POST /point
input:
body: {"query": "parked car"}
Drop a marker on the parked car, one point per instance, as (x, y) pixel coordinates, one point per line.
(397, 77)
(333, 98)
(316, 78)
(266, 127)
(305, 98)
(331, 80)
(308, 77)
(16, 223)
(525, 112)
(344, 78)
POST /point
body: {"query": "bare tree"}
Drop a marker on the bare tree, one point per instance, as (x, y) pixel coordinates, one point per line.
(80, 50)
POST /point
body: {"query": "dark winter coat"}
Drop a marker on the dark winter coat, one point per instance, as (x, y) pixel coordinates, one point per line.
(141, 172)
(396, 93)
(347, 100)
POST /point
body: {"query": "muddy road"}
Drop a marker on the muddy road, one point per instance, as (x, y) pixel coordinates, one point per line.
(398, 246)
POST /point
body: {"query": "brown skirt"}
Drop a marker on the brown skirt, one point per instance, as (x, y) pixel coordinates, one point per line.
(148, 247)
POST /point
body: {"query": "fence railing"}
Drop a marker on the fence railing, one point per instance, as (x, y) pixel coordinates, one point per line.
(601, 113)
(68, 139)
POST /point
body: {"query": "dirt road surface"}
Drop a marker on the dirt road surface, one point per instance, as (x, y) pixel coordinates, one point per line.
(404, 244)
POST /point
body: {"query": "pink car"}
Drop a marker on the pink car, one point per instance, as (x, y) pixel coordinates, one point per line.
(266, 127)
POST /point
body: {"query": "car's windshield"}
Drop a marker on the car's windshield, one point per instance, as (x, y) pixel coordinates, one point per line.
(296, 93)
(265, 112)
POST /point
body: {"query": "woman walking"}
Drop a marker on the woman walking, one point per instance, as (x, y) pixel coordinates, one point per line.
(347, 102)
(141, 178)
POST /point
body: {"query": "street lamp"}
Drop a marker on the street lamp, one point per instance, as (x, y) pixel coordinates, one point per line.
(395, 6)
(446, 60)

------------------------------------

CHALLENGE:
Collect every line from the rows above that contains the string "marker", and copy each one unchanged.

SOLUTION TO THIS PROBLEM:
Drop a marker on the parked car, one point per instance, as (x, y) pixel coordinates, one point per line.
Drop a marker on the bare tree, one point per instance, as (x, y) pixel coordinates, one point per line.
Drop a marker on the dark winter coat, one point per instance, as (x, y) pixel coordinates, one point per line.
Drop a marker on the muddy road, one point per instance, as (x, y) pixel coordinates, one point per line.
Drop a marker on the brown skirt, one point per instance, as (x, y) pixel coordinates, one point per line.
Drop a marker on the fence railing, one point per instance, as (x, y) pixel coordinates, one point per line.
Drop a marker on the dirt road surface, one point per instance, as (x, y) pixel coordinates, one point per line.
Drop a marker on the pink car, one point per instance, as (x, y) pixel coordinates, one point per line.
Drop a marker on the car's windshield, one point per instance, as (x, y) pixel coordinates, one point per line.
Drop a marker on the woman walking, one point per instance, as (x, y) pixel coordinates, one point per line.
Drop a marker on the street lamp, one point per instance, as (x, y) pixel coordinates, one point per line.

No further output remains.